───── Input data

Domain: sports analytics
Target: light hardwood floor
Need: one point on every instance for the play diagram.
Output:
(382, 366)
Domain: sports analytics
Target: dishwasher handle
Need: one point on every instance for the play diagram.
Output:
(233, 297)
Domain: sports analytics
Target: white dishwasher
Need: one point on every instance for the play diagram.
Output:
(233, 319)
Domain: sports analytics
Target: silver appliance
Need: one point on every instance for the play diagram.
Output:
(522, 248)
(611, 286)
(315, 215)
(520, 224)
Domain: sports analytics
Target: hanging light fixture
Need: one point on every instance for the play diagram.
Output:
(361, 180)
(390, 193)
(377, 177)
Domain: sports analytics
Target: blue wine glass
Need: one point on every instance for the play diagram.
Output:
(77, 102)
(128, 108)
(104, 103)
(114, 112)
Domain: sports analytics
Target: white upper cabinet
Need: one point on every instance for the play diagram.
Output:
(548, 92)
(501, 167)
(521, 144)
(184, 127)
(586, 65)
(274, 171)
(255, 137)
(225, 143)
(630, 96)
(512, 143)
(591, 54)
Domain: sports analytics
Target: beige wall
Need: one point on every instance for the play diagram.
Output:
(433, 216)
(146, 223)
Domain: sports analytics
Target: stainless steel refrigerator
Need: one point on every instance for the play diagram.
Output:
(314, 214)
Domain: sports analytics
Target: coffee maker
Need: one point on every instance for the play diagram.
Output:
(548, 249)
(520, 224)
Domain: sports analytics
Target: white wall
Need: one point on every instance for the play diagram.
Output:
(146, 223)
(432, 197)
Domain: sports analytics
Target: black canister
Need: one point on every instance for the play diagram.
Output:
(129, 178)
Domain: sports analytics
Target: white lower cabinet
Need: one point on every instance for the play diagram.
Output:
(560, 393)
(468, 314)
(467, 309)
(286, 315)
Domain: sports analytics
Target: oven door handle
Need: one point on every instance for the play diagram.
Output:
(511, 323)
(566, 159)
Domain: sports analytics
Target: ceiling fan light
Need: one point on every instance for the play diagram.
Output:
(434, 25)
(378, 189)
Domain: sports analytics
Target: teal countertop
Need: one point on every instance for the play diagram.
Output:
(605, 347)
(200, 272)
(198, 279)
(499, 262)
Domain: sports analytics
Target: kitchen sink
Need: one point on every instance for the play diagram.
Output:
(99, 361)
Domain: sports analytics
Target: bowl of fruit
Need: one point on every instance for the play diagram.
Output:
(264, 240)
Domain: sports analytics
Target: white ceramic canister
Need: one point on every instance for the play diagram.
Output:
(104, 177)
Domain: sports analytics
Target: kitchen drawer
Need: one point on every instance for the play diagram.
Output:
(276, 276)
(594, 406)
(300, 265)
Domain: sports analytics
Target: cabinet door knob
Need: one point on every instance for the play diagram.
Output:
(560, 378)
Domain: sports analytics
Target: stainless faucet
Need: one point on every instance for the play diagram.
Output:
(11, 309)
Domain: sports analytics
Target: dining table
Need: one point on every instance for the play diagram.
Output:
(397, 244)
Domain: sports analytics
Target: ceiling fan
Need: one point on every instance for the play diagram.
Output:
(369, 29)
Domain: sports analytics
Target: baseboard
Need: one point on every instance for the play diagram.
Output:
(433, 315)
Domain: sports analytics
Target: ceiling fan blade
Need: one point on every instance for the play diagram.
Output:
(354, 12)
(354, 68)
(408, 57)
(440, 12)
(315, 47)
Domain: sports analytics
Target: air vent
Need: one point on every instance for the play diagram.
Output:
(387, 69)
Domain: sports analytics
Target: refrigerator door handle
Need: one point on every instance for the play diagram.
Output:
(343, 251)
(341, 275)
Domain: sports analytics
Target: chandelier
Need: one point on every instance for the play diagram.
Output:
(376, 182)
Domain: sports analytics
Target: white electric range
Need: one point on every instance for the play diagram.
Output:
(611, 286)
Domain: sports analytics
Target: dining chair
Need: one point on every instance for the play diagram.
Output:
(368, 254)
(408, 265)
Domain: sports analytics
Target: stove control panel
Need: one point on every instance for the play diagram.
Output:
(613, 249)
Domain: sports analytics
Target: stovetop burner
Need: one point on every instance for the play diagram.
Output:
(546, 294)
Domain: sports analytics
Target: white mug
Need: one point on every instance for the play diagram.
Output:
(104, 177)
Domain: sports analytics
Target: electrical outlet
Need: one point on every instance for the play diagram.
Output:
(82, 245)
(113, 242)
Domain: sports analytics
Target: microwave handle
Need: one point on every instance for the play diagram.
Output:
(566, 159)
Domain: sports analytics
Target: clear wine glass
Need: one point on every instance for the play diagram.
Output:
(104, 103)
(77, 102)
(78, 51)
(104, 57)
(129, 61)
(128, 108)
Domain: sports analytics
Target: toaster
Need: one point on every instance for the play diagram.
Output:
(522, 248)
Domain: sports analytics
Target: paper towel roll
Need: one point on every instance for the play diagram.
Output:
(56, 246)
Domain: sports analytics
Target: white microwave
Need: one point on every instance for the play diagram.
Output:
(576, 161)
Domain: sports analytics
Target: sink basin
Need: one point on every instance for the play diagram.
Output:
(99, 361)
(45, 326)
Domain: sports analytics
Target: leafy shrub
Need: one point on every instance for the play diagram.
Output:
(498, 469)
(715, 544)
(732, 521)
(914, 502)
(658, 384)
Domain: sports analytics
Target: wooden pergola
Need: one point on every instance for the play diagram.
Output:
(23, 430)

──────────

What is needed: Return each line from the records that includes the word "refrigerator".

Answer to the problem:
Target: stainless steel refrigerator
Target: refrigerator door handle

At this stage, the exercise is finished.